#### Task prompt:
Only the lines from the one containing "Indicate every instance of the water" to the end of the entries should be written out, each exactly as it stands, both ends included.

#### Records to use:

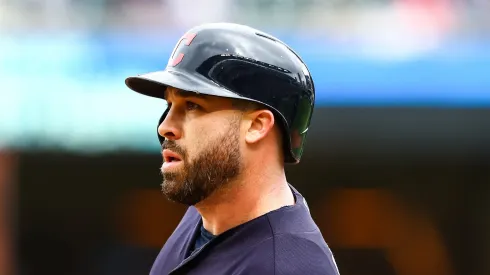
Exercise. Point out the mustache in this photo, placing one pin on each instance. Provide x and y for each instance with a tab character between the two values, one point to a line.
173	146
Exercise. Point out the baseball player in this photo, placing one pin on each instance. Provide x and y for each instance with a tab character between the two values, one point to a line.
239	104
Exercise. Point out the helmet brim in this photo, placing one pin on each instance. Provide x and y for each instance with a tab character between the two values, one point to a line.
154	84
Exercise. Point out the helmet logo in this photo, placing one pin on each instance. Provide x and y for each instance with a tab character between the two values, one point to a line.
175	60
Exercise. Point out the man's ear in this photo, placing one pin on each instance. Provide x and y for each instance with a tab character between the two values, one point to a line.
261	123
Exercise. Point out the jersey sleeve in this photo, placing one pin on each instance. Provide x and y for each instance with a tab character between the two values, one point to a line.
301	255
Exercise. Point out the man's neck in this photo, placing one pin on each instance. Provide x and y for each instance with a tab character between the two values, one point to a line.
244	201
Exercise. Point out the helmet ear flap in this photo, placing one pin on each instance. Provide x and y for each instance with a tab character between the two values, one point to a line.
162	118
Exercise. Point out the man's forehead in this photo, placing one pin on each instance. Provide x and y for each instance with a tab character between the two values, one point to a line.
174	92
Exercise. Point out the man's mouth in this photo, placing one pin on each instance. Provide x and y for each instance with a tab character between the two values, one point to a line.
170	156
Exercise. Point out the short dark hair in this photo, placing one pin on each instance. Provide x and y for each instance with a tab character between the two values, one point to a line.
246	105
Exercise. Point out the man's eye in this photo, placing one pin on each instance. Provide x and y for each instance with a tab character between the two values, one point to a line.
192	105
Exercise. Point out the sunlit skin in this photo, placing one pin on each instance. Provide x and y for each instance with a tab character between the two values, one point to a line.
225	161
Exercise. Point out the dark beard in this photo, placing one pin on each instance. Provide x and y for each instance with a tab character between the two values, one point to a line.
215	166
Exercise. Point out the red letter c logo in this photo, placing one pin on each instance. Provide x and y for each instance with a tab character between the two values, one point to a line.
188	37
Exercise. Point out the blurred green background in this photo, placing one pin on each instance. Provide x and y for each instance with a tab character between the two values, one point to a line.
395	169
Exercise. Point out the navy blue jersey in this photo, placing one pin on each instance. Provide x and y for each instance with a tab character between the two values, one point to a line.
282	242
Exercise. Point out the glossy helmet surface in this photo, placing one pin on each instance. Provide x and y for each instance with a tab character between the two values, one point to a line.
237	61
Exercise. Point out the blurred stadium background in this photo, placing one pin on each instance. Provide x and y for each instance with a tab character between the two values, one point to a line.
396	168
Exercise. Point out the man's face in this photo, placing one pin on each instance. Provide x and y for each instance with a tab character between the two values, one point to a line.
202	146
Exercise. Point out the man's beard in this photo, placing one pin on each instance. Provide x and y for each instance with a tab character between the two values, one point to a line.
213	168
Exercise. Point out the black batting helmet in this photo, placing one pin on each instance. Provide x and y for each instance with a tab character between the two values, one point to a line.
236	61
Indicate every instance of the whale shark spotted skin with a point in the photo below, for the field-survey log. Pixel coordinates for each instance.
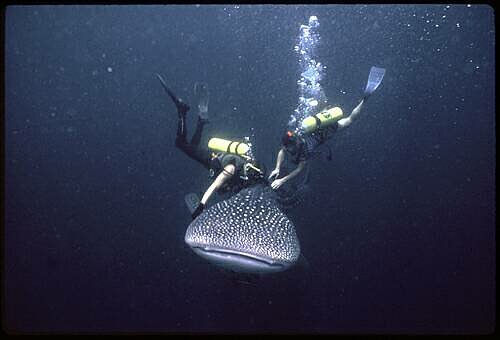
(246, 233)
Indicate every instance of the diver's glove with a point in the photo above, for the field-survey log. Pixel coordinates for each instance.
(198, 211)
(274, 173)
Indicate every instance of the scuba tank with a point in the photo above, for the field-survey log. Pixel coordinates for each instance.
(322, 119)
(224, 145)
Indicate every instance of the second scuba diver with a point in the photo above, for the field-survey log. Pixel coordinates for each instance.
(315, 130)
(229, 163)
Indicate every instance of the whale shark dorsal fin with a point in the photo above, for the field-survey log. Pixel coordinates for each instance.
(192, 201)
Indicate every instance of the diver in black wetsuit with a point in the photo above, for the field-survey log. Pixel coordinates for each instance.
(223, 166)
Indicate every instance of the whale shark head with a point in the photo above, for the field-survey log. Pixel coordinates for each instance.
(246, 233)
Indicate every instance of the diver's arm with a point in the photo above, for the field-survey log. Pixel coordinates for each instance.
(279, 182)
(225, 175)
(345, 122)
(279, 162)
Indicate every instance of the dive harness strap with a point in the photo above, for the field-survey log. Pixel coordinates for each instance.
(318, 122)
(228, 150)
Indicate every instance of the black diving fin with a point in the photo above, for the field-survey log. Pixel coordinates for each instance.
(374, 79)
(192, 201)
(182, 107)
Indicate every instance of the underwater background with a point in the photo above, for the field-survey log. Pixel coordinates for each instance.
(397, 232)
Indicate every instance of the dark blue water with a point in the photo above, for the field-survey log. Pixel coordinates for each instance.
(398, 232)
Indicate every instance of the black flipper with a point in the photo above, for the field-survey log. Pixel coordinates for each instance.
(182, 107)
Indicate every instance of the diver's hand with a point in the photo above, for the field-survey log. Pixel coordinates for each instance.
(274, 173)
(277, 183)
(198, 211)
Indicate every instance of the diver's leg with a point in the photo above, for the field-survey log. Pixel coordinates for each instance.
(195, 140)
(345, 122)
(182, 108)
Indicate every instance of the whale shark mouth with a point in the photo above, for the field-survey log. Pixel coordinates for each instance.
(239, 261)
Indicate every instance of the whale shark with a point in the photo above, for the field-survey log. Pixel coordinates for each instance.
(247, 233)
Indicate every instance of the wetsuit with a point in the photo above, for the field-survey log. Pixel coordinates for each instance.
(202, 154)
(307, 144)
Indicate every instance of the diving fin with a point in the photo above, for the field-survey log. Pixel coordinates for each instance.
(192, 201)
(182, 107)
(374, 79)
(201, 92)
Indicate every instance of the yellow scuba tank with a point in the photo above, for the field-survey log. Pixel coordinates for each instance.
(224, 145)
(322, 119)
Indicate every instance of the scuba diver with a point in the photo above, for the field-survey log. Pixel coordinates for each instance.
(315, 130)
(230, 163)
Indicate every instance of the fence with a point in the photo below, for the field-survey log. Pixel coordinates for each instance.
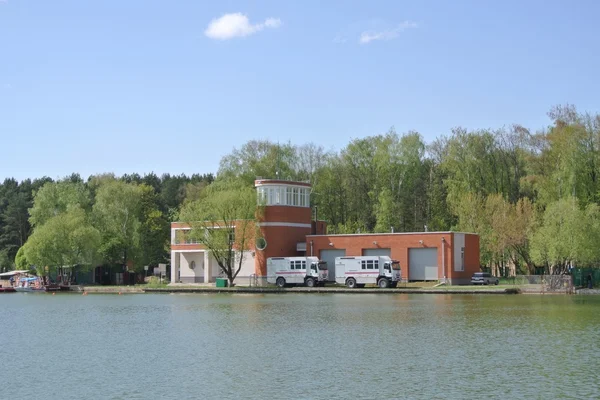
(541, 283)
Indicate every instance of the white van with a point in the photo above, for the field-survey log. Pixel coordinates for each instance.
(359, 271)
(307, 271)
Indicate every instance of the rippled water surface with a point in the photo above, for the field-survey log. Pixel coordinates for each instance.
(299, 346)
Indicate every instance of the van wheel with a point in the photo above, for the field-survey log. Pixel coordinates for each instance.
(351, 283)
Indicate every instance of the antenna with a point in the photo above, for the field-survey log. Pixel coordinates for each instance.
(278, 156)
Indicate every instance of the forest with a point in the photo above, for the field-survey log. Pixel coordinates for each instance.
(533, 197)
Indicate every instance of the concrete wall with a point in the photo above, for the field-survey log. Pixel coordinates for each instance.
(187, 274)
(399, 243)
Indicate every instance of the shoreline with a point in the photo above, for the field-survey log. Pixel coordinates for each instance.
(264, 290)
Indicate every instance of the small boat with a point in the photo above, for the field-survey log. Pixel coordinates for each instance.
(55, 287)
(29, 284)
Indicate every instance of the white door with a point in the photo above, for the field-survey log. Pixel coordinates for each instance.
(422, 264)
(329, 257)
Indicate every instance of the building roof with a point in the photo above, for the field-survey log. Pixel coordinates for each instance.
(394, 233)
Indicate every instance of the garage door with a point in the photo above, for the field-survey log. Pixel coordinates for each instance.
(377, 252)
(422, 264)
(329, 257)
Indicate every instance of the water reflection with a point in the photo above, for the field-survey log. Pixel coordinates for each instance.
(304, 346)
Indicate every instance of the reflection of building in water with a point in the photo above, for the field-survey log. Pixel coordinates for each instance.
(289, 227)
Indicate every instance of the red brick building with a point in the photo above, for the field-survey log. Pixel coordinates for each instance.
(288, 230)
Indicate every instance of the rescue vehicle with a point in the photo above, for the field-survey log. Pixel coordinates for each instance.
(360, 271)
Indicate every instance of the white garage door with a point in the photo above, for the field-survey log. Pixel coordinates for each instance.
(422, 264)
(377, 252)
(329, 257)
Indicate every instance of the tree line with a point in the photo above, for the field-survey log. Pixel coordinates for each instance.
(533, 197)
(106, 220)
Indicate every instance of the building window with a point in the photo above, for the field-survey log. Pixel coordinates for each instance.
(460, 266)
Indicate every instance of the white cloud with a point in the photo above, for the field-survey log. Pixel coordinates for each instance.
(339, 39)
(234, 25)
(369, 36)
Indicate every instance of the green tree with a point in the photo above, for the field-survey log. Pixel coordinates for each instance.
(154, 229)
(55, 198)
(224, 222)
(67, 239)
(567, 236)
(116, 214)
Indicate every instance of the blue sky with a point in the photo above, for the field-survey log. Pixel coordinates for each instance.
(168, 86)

#### Solution to this exercise:
Indicate every instance of the water reflection with a point in the photo above, for the field-survey log. Pixel coordinates for each instance.
(304, 346)
Indicate every instance of the reflection of building in water with a point in the photo above, for the field-survey log. Pixel coordinates for each instance.
(289, 227)
Indicate every instance of the red brick building with a point in the photo above, for the field-survey log. Pixel coordinates for each instance.
(288, 230)
Indicate every instance of the rescue vehicle with a point in the photo above, for the field-survey log. Pixel coordinates for each instance.
(360, 271)
Indicate every instance of the white garage door with a point in the photo above, for the field-survey log. Pixel coordinates for each instance.
(422, 264)
(377, 252)
(329, 257)
Indicate every instance of the tree line with a point in the photo above, for the field-survey log. Pixel coordinates for each instance.
(533, 197)
(106, 220)
Indicate every instance of the building window with a point in the photo above, for the field-survey log. Pixel coordinates for each instance.
(460, 266)
Indicate every instance of the white cloud with a point in the photo above, for the field-survey log. Pixel coordinates for each instance.
(339, 39)
(234, 25)
(369, 36)
Indicate every instance of the green tree with a point in the photo above, for the field-survey log. Pixel coordinates for each instance.
(154, 229)
(55, 198)
(224, 222)
(67, 239)
(567, 236)
(116, 214)
Indicate every instance of the blue sky with a point in the photo above, for the field-survey log. Pixel coordinates for each instance.
(168, 86)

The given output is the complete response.